§ **Written exercise**
Please format the listing below as a two-column CSV with the headers "query" and "bounding_box". Give one row for each text-and-answer pair, and put each value in a single quoted field with any line breaks replaced by spaces.
-- Records start --
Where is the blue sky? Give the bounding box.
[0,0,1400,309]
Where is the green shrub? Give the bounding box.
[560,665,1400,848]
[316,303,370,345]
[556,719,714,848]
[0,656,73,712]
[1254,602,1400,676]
-- Records end --
§ **Answer to the exercise**
query,bounding_box
"Where is the blue sky? Give the bounding box.","[0,0,1400,309]"
"Where is the green shrub? Give the bounding box.","[560,665,1400,848] [316,303,370,345] [556,719,714,848] [0,656,73,712] [1254,602,1400,676]"